Reproduce the following listing verbatim, preserving every line, character, and indentation without alteration.

— start of LISTED RECORDS —

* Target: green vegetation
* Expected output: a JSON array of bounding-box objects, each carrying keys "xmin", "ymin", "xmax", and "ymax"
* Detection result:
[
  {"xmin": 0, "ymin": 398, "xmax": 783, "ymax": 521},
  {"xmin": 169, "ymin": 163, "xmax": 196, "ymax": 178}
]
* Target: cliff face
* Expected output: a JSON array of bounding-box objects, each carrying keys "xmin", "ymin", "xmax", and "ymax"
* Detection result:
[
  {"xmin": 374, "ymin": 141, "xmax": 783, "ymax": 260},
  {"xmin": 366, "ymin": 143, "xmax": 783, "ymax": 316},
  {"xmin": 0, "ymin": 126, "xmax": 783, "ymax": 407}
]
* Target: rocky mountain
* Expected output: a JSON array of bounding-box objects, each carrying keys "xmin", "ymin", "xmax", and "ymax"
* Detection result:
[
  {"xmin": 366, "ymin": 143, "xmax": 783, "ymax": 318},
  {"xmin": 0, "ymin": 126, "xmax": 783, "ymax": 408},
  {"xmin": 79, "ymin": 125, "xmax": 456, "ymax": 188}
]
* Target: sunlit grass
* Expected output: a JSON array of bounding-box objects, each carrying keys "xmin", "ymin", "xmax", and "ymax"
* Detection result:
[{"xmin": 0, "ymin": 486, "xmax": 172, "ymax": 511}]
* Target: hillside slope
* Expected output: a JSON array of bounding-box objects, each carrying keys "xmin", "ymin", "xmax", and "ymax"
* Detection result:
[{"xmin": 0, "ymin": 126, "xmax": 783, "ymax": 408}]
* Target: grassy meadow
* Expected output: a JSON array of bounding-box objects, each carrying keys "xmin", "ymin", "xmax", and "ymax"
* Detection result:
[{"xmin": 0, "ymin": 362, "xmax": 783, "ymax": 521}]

— end of LISTED RECORDS —

**CORRECT RESPONSE**
* Target: green vegetation
* Expected output: a JSON array of bounding-box objects, each carrying keys "xmin", "ymin", "xmax", and "ymax"
* Detection result:
[
  {"xmin": 0, "ymin": 398, "xmax": 783, "ymax": 521},
  {"xmin": 169, "ymin": 163, "xmax": 196, "ymax": 178}
]
* Target: cliff face
* Expected output: a JSON array of bounding-box objects, each carrying keys "xmin", "ymin", "xmax", and "ymax"
* Detection result:
[
  {"xmin": 374, "ymin": 141, "xmax": 783, "ymax": 260},
  {"xmin": 366, "ymin": 143, "xmax": 783, "ymax": 316},
  {"xmin": 0, "ymin": 126, "xmax": 783, "ymax": 407}
]
* Target: rocky mountain
* Expected output: a JSON array of bounding-box objects, each carrying keys "xmin", "ymin", "xmax", and "ymax"
* Detection result:
[
  {"xmin": 366, "ymin": 143, "xmax": 783, "ymax": 318},
  {"xmin": 0, "ymin": 126, "xmax": 783, "ymax": 408},
  {"xmin": 79, "ymin": 125, "xmax": 456, "ymax": 188}
]
* Target: sunlit grass
* Expected output: a JSON array of bounding-box objects, each carrying keys "xmin", "ymin", "xmax", and "ymax"
* Detection result:
[{"xmin": 0, "ymin": 486, "xmax": 172, "ymax": 511}]
* Target: hillside slope
* Expected output: a JSON array of bounding-box objects, each carrying keys "xmin", "ymin", "xmax", and "ymax"
* Detection result:
[{"xmin": 0, "ymin": 126, "xmax": 783, "ymax": 408}]
* Target: grassy meadow
* Expected output: a JSON array of bounding-box objects, each carrying keys "xmin", "ymin", "xmax", and "ymax"
* Detection result:
[{"xmin": 0, "ymin": 362, "xmax": 783, "ymax": 521}]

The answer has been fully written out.